§ Passage choisi
────────────────────────────────────────
L’expérience du deepfake est nouvelle.
Comme tout nouvel usage, la curiosité capte l’attention.
La découverte du cinéma en 1895 intriguait. Chacun a voulu découvrir.
Idem pour le Minitel qui dans les années 1980 était un sujet de curiosité.
Voilà pourquoi l’ONG a utilisé ce mode de communication pour parler du sida en faisant du deepfake de trump sur le sujet « aid is dead « .
La nouveauté impacte la popularité.
Et le « buzz » fait rage sur les réseaux sociaux, comme le font les fake news.
Le porno s’en mêle aussi. Comme d’habitude, la pornographie s’approprie toujours les nouveaux usages. Numériques , ou pas. Comme la vidéo pour les télévisions en 3D.
Aussi voir des vidéos pornographiques qui montrent des positions sexuelles de célébrités, c’est ce qu’offre certaines plateformes de vidéos pornographiques.
Voir M pokora prendre son plaisir dans une vidéo, cela a de quoi nourrir les fantasmes.
L’objet numérique dénaturé.
L’internet et le monde numérique dévoyé. La connaissance et l’aspiration à rendre l’individu autonome se meurt un peu plus.
────────────────────────────────────────
Entrées de contours des zones étiquetées

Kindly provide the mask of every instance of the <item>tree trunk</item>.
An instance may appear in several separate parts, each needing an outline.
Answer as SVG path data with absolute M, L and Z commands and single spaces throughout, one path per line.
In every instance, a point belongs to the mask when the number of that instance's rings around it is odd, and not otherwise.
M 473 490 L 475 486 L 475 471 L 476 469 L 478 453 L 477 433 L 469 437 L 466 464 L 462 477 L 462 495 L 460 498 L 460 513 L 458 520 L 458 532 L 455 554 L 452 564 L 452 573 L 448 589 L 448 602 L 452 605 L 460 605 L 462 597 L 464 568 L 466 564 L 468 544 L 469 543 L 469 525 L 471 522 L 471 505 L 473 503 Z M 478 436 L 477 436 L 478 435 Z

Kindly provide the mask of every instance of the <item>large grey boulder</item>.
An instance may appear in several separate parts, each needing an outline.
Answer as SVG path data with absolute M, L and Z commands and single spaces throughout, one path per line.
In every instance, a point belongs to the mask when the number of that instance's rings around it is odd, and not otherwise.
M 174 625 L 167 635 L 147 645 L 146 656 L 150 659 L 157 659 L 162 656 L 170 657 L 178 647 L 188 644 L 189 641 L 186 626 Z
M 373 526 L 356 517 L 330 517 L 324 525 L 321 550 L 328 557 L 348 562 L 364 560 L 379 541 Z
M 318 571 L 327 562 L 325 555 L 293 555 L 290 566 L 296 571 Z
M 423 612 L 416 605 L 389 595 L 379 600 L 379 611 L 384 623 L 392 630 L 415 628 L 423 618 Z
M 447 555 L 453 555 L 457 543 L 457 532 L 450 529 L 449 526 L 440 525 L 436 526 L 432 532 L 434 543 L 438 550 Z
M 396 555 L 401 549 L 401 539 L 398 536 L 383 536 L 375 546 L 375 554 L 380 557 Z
────────────────────────────────────────
§ Tâches et exercices
(a) Recopiez, s'il vous plaît, le passage sur le deepfake dans son intégralité, depuis « Le porno s’en » jusqu'à « de vidéos pornographiques. ».
(b) Répondez aux questions suivantes d'après le passage sur le deepfake.
(i) En quelle année le texte situe-t-il la découverte du cinéma ?
(ii) Dans quelles années le Minitel était-il un sujet de curiosité ?
(iii) De quel sujet l'ONG a-t-elle parlé grâce au deepfake ?

§ Corrigé des exercices
(a)
Le porno s’en mêle aussi. Comme d’habitude, la pornographie s’approprie toujours les nouveaux usages. Numériques , ou pas. Comme la vidéo pour les télévisions en 3D.
Aussi voir des vidéos pornographiques qui montrent des positions sexuelles de célébrités, c’est ce qu’offre certaines plateformes de vidéos pornographiques.

(b)
(i) En 1895.
(ii) Dans les années 1980.
(iii) Du sida.